Your task >>
Repeat every record below exactly as written.

Entries taken from a collection >>
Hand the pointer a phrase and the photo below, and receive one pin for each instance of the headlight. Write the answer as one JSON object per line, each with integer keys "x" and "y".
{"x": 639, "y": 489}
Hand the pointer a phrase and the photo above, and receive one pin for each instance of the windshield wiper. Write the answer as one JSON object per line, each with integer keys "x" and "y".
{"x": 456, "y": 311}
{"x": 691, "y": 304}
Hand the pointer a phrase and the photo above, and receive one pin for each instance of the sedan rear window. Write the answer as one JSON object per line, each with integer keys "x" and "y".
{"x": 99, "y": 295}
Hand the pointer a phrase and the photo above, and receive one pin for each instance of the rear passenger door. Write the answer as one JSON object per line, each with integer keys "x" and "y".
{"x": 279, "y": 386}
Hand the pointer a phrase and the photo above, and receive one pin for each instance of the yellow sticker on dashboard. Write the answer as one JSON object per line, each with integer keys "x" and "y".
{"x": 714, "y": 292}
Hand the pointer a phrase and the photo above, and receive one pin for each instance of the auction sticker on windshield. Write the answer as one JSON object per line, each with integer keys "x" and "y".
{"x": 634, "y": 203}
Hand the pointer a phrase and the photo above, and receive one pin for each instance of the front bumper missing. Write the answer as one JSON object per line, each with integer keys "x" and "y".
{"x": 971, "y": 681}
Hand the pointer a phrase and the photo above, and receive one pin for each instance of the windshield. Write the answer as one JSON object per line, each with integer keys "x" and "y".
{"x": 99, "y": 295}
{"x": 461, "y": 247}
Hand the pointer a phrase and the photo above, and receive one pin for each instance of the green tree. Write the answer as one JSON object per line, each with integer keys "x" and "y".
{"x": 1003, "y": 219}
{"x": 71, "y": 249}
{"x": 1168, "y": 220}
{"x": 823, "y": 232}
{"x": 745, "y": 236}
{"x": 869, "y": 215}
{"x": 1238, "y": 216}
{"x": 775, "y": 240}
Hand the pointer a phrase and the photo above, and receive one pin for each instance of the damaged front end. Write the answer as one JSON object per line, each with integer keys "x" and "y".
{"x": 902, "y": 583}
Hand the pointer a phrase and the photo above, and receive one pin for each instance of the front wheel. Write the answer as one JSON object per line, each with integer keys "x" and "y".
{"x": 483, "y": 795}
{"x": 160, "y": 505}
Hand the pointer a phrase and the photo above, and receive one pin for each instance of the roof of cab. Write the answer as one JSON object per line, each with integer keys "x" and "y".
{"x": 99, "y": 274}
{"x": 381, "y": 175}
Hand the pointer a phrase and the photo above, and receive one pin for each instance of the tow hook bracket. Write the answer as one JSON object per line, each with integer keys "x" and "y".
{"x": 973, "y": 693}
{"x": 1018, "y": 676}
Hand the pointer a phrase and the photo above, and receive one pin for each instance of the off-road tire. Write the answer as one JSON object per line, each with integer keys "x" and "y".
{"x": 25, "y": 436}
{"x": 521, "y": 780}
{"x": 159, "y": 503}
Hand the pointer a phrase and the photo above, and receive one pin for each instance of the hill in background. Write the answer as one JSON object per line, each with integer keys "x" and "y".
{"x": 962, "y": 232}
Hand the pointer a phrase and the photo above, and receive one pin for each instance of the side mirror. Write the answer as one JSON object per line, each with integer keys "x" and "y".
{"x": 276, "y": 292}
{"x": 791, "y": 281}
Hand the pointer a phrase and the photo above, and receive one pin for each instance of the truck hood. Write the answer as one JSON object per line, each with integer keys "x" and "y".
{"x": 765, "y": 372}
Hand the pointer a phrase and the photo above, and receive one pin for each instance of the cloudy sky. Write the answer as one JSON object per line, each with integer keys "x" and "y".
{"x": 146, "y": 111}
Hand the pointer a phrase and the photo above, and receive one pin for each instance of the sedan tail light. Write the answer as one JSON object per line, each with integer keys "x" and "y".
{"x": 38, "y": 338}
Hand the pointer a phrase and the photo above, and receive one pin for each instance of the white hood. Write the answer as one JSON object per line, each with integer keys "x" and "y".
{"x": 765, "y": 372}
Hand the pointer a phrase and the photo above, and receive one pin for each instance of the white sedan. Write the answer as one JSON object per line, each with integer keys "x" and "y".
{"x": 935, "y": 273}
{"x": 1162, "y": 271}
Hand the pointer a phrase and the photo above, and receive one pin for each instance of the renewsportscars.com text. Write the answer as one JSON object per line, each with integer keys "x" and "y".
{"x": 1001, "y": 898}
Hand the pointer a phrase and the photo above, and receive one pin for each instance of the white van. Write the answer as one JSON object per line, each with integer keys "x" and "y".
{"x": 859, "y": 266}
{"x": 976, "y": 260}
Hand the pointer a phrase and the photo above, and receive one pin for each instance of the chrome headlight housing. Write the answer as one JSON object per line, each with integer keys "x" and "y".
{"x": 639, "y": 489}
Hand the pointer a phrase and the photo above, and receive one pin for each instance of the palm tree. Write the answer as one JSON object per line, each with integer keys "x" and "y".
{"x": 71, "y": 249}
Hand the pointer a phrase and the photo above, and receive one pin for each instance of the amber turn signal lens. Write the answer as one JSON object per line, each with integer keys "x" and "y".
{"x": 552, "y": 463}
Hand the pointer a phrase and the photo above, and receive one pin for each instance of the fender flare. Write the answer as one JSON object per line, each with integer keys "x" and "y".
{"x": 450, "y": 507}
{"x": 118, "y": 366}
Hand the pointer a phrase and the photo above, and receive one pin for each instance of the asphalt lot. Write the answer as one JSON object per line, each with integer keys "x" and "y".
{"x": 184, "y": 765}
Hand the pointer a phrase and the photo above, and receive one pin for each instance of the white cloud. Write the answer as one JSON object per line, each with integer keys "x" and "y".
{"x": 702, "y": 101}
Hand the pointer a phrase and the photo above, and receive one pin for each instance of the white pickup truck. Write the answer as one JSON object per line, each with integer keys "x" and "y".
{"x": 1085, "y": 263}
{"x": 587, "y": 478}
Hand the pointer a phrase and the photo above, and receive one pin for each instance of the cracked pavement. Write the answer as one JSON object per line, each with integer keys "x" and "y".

Reply >>
Hand the pointer a phrase and the photo below, and receive one pin for each instance of the headlight. Write the answer as one JSON object per line, each with integer keys "x" and "y".
{"x": 639, "y": 489}
Hand the pointer a phrase and the photo above, and receive one pin for each instance of the windshield wiper. Write the answer as one JSON object per line, each with integer keys "x" and "y".
{"x": 456, "y": 311}
{"x": 691, "y": 304}
Hand the pointer a phrase and the photo above, and receive one pin for each instance of the sedan rear window. Write the answer as one JSON object per line, each with integer keys "x" and "y".
{"x": 99, "y": 295}
Hand the pointer a phrase and the photo above, and receive one pin for each instance of the rear passenger door. Write the answer as one JSON object per line, each with integer keys "x" and "y".
{"x": 279, "y": 386}
Hand the pointer a phrase and the photo above, and receive one pin for each instance of the yellow sticker on dashboard. Write the answer as one JSON object per line, each with integer keys "x" and "y".
{"x": 714, "y": 292}
Hand the pointer a phrase and the photo above, and receive one pin for each instance of the auction sticker on windshield. Write the answer as one JSON object per line, each with integer keys "x" and "y".
{"x": 634, "y": 203}
Hand the pointer a phrase and the photo above, and receive one pin for each instance of the front bumper missing. Write the answer as one JSON object per line, each with integer keys "x" and "y".
{"x": 971, "y": 681}
Hand the pointer a phrase and the photo above, and receive one pin for each instance of the windshield. Write the answer as one JSON object per line, each with integer keys "x" and "y".
{"x": 99, "y": 295}
{"x": 461, "y": 247}
Hand the pointer a phrase and the photo above, and receive one pin for each instance of the green tree. Write the answer as one JSON object per line, each with integer keys "x" and "y".
{"x": 1003, "y": 219}
{"x": 71, "y": 249}
{"x": 1168, "y": 220}
{"x": 823, "y": 232}
{"x": 745, "y": 236}
{"x": 869, "y": 215}
{"x": 1238, "y": 216}
{"x": 775, "y": 240}
Hand the pointer a phrase and the photo above, and receive one pin for each instance of the damaged front end. Write the answer as one JSON object per line, each with integer keys "x" and "y".
{"x": 902, "y": 583}
Hand the pointer a phrase and the photo above, and receive one pin for each instance of the front wheel. Write the answer as one JSON object per line, each with integer keys "x" and "y".
{"x": 483, "y": 795}
{"x": 160, "y": 505}
Hand the pointer a phrase and the photo above, and receive one pin for each instance of the roof of cab. Write the answer as one JSON object per line, each with integer keys "x" and "y".
{"x": 99, "y": 274}
{"x": 381, "y": 175}
Hand the pointer a phrase and the photo above, and receive one pin for each instance of the tow hook bracket. Write the answer as one JSON object per line, each with integer keys "x" and "y".
{"x": 973, "y": 693}
{"x": 1018, "y": 676}
Hand the pointer a phrase and the photo above, and receive one pin for each instance of the off-road tire. Write the answer as one JSON object per line, each with integer keys "x" and "y".
{"x": 25, "y": 436}
{"x": 521, "y": 780}
{"x": 159, "y": 503}
Hand the pointer a phrase and the photo above, and receive one pin for each instance of the hill in background. Write the answer as one JSON object per line, each with integer keys "x" and "y".
{"x": 962, "y": 232}
Hand the pointer a phrase and the photo above, and receive one pin for each instance of the side mirror. Write the answer as one JSON object per line, each with integer keys "x" and "y".
{"x": 276, "y": 292}
{"x": 791, "y": 281}
Hand the pointer a phrase and the photo above, and receive one pin for each instance of the truck hood. Write the answer as one JSON object per line, each with integer keys "x" and "y".
{"x": 765, "y": 372}
Hand the pointer a phrase and the photo above, and receive one pin for each instance of the cloudy sky. Write the answer as one JSON object per line, each with integer keys "x" and "y".
{"x": 146, "y": 111}
Hand the pointer a phrase and the photo above, and receive one pin for each instance of the sedan tail light. Write the answer as one JSON object per line, each with integer keys "x" and "y".
{"x": 38, "y": 338}
Hand the pointer a phrase and the photo above, and receive one pin for each instance of the white hood. Write the answer as one JSON object per line, each with integer keys "x" and "y".
{"x": 765, "y": 372}
Hand the pointer a phrase and the photo above, and receive one pin for each instance of the white sedan. Write the answer as one JSON object per line, each with integer keys "x" and "y".
{"x": 935, "y": 273}
{"x": 1162, "y": 271}
Hand the pointer a phrase and the photo above, and receive one pin for each instance of the renewsportscars.com text. Write the answer as one JSON object per line, each with integer keys "x" and "y".
{"x": 1001, "y": 898}
Hand the pointer a phrase and the photo above, and receive one pin for each instance of the white van. Write the answer as one JSON object per line, each with integer keys "x" and "y".
{"x": 859, "y": 266}
{"x": 976, "y": 260}
Hand the pointer a phrase and the photo above, and receive one pin for each instance of the chrome headlight housing. Write the answer as one JSON object per line, each with integer keys "x" and "y".
{"x": 639, "y": 489}
Hand the pointer a phrase and the photo above, and receive one pin for each instance of the palm tree. Write the answer as one JSON object per line, each with integer keys "x" and "y".
{"x": 71, "y": 249}
Hand the pointer a phrase and the photo above, and receive one pin for each instance of the amber turn signal lens. Write the answer as one JSON object per line, each with integer keys "x" and "y".
{"x": 552, "y": 463}
Hand the pointer a phrase and the photo above, and receive one pin for each instance of the fender flare. Write the answer as one JSON object per line, each with integer keys "x" and "y".
{"x": 450, "y": 507}
{"x": 118, "y": 366}
Hand the pointer a phrase and the photo above, and receive one pin for each instance of the asphalt lot. Write the answer as one JSON object per line, each with integer keys "x" and "y".
{"x": 184, "y": 765}
Hand the pointer a phrase and the photo above, and receive one pin for each instance of the white cloud. Write the answer as one JSON object per line, each with integer keys "x" and "y".
{"x": 702, "y": 101}
Hand the pointer a phrase and the photo above, and receive one pin for each instance of the white pickup truck. Write the answer as one JSON object per line, each with integer keys "x" and "y".
{"x": 1085, "y": 263}
{"x": 587, "y": 478}
Hand the pointer a phrase and the photo above, and receive one pin for each instance of the cracked pavement. Write the answer as one JSON object per line, each with integer keys "x" and "y".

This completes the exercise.